§ **What the task asks**
Where does the string "leaf" appear? Copy every line of the entries below that holds it.

Data excerpts:
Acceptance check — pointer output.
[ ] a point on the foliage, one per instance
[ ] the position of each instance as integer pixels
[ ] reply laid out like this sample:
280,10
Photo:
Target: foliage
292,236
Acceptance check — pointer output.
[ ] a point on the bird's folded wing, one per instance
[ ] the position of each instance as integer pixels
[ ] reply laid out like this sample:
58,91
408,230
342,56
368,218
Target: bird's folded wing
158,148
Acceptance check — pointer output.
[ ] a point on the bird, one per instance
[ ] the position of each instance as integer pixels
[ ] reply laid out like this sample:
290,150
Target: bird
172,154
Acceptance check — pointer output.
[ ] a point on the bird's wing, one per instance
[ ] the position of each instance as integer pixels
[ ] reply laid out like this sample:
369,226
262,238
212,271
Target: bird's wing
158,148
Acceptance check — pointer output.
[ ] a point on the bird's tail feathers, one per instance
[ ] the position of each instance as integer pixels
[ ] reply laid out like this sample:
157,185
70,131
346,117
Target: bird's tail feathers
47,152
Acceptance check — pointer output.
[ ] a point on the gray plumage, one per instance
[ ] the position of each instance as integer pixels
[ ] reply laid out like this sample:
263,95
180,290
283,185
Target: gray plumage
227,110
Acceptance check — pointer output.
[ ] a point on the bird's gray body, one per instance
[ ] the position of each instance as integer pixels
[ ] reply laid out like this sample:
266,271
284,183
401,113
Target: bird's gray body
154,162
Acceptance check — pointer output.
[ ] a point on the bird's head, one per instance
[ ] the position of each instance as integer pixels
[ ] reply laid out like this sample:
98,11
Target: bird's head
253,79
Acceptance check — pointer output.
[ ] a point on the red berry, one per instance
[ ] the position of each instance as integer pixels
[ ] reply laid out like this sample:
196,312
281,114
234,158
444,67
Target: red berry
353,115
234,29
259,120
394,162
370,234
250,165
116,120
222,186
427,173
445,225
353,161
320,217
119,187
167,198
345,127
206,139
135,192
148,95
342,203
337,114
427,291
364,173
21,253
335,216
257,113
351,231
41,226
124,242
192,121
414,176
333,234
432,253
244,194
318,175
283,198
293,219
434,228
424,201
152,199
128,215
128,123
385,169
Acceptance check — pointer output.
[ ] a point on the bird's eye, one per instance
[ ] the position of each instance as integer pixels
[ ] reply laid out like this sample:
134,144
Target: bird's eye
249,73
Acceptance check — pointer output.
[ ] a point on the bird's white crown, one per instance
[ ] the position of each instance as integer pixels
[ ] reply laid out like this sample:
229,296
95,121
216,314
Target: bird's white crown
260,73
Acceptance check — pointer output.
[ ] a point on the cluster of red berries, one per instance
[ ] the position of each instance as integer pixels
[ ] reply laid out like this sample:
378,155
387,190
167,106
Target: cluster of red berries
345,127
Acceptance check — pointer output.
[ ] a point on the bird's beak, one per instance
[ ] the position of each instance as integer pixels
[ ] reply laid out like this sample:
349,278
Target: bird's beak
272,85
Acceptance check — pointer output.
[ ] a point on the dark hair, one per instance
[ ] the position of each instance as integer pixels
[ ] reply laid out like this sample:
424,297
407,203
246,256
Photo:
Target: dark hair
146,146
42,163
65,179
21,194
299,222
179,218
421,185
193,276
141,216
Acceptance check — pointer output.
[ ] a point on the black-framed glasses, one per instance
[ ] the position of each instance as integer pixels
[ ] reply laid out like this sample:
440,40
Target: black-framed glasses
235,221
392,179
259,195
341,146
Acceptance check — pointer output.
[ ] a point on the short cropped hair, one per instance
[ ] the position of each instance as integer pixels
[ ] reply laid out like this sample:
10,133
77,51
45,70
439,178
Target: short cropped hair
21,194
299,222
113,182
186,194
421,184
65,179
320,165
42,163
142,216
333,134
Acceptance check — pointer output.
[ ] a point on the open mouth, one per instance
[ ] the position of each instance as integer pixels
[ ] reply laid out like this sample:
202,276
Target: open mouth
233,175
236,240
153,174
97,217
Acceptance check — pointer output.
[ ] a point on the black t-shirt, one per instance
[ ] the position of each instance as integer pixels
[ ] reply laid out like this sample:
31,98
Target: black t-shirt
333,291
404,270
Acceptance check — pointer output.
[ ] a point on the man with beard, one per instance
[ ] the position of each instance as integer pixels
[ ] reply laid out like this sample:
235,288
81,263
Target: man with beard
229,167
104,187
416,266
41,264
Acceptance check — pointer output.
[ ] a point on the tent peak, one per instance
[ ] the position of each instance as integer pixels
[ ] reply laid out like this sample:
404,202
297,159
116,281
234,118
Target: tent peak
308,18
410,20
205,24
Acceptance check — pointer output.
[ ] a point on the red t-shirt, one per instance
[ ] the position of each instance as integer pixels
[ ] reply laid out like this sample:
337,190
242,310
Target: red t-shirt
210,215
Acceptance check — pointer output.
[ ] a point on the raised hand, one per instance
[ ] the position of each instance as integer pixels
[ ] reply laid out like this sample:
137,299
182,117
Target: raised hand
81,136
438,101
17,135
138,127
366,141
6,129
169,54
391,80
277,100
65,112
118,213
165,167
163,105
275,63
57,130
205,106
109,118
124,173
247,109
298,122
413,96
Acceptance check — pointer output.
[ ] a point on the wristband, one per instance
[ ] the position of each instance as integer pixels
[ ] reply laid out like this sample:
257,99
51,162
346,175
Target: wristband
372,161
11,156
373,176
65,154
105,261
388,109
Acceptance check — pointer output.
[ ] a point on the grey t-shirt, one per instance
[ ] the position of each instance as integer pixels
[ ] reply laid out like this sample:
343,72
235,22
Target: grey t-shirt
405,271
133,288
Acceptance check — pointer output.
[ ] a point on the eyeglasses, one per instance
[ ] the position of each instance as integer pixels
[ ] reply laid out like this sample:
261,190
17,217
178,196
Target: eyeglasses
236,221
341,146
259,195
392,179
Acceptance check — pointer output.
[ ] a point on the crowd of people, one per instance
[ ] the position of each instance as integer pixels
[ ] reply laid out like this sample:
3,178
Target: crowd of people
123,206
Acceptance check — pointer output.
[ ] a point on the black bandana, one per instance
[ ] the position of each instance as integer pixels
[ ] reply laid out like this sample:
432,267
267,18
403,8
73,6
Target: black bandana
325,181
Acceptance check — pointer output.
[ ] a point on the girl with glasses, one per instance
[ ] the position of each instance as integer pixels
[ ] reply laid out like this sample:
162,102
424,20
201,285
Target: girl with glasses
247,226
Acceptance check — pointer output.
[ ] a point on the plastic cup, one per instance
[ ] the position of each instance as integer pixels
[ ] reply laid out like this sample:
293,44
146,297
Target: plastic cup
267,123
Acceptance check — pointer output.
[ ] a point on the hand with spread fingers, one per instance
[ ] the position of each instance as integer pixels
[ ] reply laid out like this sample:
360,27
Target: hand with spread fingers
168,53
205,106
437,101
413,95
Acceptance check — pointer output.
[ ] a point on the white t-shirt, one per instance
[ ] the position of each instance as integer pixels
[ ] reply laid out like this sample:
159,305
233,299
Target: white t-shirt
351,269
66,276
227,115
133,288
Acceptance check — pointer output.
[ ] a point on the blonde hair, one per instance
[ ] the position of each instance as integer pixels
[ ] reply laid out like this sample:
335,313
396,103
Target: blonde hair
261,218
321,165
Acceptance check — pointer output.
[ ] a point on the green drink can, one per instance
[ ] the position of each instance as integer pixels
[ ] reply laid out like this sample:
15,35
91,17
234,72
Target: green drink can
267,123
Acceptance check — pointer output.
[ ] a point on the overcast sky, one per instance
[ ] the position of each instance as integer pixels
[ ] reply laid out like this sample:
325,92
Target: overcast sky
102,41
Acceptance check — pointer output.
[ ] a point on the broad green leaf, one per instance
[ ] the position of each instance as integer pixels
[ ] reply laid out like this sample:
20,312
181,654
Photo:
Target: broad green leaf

§ **Output of the exercise**
[ ] a point on the broad green leaf, one per instance
Target: broad green leaf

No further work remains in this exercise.